TEXTABSCHNITT
Holzernte Im Wald mit Revier-Förster Mennig

St. Wendel · Mit Herbstbeginn ist die Holzernte gestartet. Auch im St. Wendeler Forstrevier laufen beim Ortstermin die Motorsägen.

 Bis hierhin und nicht weiter: Förster Jürgen Mennig vor einem Absperrband. Die werden quer über die Wege gehängt und sollen Unfälle während der Holzernte vermeiden.

Bis hierhin und nicht weiter: Förster Jürgen Mennig vor einem Absperrband. Die werden quer über die Wege gehängt und sollen Unfälle während der Holzernte vermeiden.

Foto: Thorsten Grim

„Da, das ist so einer“, sagt Jürgen Mennig und hält die Innenseite des Stücks Rinde, das er gerade mit einem Taschenmesser von einer frischgefällten Fichte abgehoben hat, auf Augenhöhe. Mit der Spitze der Metallklinge des Klappmessers zeigt der Förster auf einen glänzenden Punkt, nicht einmal so groß wie ein Stecknadelkopf. Der Punkt ist bei genauem Hinschauen braun bis schwarz, hat winzige Beinchen und um sich herum reichlich feines Sägemehl produziert – beim Fressen der Gänge für sein Brutsystem in die Rinde des Wirtsbaums. „Ein Weibchen legt etwa 40 Eier“, erklärt der Förster, „und das bis zu drei Mal im Jahr.“ Und die Brut kann ihrerseits auch wieder Nachwuchs bekommen, so dass es schnell zu Ende ist mit einem Baum oder gar einem Wald, der vom Borkenkäfer, in diesem Fall vom Buchdrucker, befallen ist. „Darum müssen diese Bäume jetzt so schnell wie möglich gefällt und abtransportiert werden. Damit die nächste Population im Sägewerk schlüpft und nicht hier“, sagt der Leiter des St. Wendeler Forstreviers. Bis zu 10 000 Nachkommen könne ein Käfer-Paar im Jahr produzieren – Enkel und Urenkel eingerechnet.

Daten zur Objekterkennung
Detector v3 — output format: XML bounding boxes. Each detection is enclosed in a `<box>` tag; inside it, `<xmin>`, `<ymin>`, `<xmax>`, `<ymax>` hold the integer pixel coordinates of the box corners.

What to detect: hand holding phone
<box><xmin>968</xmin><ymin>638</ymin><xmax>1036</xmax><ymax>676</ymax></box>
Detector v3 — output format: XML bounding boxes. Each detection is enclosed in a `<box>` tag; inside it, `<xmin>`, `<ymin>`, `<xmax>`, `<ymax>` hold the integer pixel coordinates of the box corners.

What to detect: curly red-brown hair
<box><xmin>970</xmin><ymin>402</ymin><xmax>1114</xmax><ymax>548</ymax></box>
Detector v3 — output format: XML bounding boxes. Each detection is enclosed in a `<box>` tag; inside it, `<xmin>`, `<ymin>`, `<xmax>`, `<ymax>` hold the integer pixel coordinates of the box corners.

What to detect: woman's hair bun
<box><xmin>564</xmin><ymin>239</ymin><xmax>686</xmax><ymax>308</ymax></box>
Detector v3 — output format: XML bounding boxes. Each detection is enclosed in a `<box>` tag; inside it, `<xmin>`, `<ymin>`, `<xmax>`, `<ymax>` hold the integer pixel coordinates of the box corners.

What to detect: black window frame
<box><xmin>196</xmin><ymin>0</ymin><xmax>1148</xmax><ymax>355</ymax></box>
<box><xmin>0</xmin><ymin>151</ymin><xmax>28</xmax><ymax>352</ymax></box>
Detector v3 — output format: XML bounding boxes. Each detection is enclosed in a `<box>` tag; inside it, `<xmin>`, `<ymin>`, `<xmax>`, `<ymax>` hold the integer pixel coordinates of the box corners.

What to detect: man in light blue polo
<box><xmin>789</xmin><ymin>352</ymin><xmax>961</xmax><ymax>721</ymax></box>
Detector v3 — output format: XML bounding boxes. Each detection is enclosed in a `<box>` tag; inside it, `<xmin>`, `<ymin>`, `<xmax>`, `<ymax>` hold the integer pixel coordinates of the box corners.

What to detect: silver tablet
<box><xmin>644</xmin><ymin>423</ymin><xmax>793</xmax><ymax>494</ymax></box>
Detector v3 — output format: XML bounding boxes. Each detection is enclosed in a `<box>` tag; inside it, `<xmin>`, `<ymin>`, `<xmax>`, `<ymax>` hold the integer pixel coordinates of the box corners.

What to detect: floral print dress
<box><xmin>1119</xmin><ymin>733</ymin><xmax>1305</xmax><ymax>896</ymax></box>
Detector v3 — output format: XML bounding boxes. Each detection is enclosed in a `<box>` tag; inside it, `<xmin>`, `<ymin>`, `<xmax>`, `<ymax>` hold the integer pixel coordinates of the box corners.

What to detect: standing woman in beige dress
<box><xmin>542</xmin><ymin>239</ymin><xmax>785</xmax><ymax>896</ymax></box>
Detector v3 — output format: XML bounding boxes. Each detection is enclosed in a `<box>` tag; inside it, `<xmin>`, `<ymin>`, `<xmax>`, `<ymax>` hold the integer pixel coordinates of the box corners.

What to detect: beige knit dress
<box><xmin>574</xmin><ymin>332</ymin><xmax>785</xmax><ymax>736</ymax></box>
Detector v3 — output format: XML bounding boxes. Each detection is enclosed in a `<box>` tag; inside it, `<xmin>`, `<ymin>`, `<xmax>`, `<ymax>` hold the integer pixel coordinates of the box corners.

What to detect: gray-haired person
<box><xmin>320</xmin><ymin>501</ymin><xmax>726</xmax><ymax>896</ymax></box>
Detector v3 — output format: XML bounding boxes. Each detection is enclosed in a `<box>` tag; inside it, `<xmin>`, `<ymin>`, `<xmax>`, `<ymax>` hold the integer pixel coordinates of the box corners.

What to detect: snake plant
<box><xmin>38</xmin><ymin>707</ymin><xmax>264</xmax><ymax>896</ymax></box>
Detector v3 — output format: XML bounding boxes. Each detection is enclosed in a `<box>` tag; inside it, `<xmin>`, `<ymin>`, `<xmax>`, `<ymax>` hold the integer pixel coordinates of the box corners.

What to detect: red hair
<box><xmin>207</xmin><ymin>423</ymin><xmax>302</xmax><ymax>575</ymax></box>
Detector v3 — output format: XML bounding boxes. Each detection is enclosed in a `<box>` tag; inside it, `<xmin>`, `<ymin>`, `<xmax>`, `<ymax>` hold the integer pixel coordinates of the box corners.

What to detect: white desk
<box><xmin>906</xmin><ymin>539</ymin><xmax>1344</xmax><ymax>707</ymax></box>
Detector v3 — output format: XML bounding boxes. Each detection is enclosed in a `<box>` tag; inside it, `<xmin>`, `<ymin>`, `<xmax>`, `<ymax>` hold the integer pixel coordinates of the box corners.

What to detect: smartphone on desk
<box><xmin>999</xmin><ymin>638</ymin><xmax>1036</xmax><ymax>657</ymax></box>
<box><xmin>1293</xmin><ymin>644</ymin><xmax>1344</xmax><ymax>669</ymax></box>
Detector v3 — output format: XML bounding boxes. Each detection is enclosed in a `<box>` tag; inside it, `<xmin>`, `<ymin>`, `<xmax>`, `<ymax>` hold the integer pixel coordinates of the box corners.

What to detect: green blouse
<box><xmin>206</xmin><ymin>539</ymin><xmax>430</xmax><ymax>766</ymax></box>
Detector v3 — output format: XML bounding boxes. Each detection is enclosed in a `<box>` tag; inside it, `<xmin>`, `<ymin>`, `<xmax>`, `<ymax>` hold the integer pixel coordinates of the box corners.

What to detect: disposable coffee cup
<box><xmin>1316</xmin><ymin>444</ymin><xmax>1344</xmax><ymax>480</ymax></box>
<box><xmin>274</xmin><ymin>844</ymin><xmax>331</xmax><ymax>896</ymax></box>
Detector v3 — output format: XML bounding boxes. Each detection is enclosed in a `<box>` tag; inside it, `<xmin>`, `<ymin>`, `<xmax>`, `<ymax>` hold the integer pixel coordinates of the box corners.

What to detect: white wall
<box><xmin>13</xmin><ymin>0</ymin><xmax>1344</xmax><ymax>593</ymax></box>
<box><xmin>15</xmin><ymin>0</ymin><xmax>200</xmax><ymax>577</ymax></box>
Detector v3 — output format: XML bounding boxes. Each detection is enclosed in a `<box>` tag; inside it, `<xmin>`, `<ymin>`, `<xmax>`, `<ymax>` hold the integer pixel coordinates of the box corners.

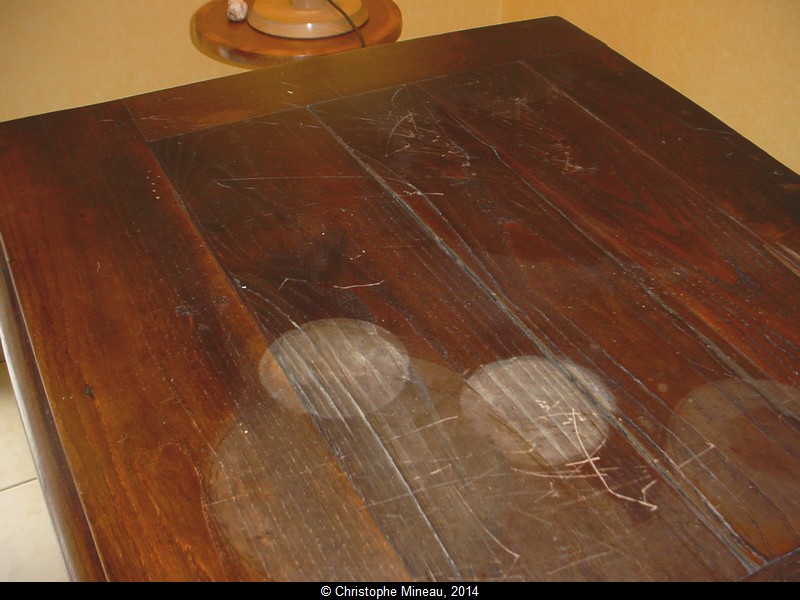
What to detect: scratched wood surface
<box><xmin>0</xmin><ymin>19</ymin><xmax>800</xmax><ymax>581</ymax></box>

ARBEITSAUFTRAG
Beantworte anhand des Artikels über die Holzernte die folgenden Fragen:
1. Was sollen die Absperrbänder verhindern, die quer über die Wege gehängt werden?
2. Wie viele Eier legt ein Weibchen laut dem Förster, und wie oft im Jahr?
3. Wie viele Nachkommen kann ein Käfer-Paar im Jahr höchstens produzieren?

DIE LÖSUNG
1. Sie sollen Unfälle während der Holzernte vermeiden.
2. Ein Weibchen legt etwa 40 Eier, und das bis zu drei Mal im Jahr.
3. Ein Käfer-Paar kann bis zu 10 000 Nachkommen im Jahr produzieren, Enkel und Urenkel eingerechnet.